>>>>>

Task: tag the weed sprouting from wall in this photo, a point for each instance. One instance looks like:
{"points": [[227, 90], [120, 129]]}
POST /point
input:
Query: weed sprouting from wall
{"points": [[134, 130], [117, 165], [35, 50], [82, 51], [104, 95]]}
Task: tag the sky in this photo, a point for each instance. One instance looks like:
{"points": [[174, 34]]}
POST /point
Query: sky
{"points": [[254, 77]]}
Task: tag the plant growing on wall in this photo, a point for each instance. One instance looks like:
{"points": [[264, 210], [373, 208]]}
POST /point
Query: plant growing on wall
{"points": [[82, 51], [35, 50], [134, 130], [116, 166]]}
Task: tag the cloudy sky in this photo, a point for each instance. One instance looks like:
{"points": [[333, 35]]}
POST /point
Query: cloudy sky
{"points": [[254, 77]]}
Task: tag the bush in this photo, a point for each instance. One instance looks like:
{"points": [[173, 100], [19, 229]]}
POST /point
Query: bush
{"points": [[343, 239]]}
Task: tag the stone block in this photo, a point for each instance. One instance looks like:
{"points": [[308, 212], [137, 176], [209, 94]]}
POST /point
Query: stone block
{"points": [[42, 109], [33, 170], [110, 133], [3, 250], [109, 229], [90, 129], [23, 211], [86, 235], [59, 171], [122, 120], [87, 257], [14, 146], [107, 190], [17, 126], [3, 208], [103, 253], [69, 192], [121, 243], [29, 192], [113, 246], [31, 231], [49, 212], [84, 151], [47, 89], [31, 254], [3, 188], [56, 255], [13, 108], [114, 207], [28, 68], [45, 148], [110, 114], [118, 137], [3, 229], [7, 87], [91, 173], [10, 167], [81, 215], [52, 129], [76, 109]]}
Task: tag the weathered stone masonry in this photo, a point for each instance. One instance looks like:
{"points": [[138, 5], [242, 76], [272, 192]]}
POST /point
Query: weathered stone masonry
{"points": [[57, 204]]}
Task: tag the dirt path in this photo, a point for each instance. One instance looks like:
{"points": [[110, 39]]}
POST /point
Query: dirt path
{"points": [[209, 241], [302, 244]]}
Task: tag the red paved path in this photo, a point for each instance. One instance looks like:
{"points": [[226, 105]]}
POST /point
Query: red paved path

<<<<<

WORK TO COMPLETE.
Take the listing above and set it down exactly.

EXERCISE ANSWER.
Task: tag the weed sprouting from wall in this photo, a point for each instance. One instance looks like:
{"points": [[227, 90], [120, 129]]}
POST /point
input:
Query: weed sprouting from wall
{"points": [[134, 130], [117, 165], [35, 50], [82, 51], [104, 95]]}
Task: tag the sky in this photo, a point for each instance. One instance looks like:
{"points": [[174, 34]]}
POST /point
Query: sky
{"points": [[254, 77]]}
Task: tag the plant growing on wall in this photo, a point for each instance. One instance looks like:
{"points": [[264, 210], [373, 208]]}
POST /point
Query: plant growing on wall
{"points": [[82, 51], [35, 50], [134, 130], [116, 166]]}
Task: tag the cloudy sky in this photo, a point for each instance. One instance looks like:
{"points": [[333, 35]]}
POST /point
Query: cloudy sky
{"points": [[254, 77]]}
Task: tag the bush in this photo, a point for each instance. One instance looks like:
{"points": [[173, 100], [19, 229]]}
POST /point
Query: bush
{"points": [[343, 239]]}
Task: tag the stone block in this photo, a point for each instance. One instance looks like:
{"points": [[308, 212], [137, 176], [209, 94]]}
POST /point
Query: stone block
{"points": [[42, 109], [33, 170], [110, 133], [3, 250], [109, 229], [90, 129], [23, 211], [86, 235], [59, 171], [122, 120], [87, 257], [14, 146], [107, 190], [17, 126], [3, 208], [103, 253], [69, 192], [121, 243], [29, 192], [113, 246], [31, 231], [49, 212], [84, 151], [47, 89], [31, 254], [3, 188], [56, 255], [13, 108], [114, 207], [28, 68], [45, 148], [110, 114], [118, 137], [3, 229], [7, 87], [91, 173], [10, 167], [81, 215], [52, 129], [76, 109]]}
Task: tag the weathered stone masonry in this photo, a point for each instance. One instance looks like:
{"points": [[138, 5], [242, 76], [272, 192]]}
POST /point
Query: weathered stone masonry
{"points": [[57, 204]]}
Task: tag the dirt path in this photo, a point for each instance. One instance looks like:
{"points": [[110, 39]]}
POST /point
Query: dirt path
{"points": [[209, 241], [302, 244]]}
Task: tag the red paved path in this photo, a point for each instance. One instance looks like:
{"points": [[226, 105]]}
POST /point
Query: red paved path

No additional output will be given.